• TASK TO CARRY OUT:
Reproduce every line of the records below character for character, but leave out the pictures.

■ ■ ■

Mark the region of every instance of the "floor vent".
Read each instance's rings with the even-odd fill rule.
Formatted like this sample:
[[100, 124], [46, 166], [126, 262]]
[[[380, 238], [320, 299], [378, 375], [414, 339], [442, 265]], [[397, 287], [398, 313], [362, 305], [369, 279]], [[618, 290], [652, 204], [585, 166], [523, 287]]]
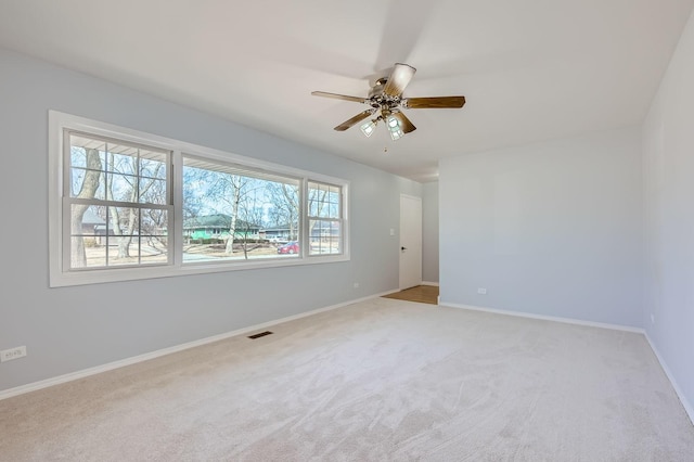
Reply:
[[272, 332], [270, 331], [265, 331], [265, 332], [260, 332], [257, 334], [253, 334], [253, 335], [248, 335], [248, 338], [260, 338], [260, 337], [265, 337], [266, 335], [270, 335]]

■ ■ ■

• SOLUTION:
Mark the region of every instance of the "floor vent".
Read each instance's rings with the even-odd fill rule.
Formatted like this sample:
[[100, 124], [46, 166], [126, 262]]
[[[380, 238], [320, 299], [378, 375], [414, 339], [442, 265]], [[397, 287], [398, 313], [362, 305], [369, 279]], [[618, 290], [652, 204], [585, 166], [523, 287]]]
Reply:
[[272, 332], [270, 331], [265, 331], [265, 332], [260, 332], [257, 334], [253, 334], [253, 335], [248, 335], [248, 338], [260, 338], [260, 337], [265, 337], [266, 335], [270, 335]]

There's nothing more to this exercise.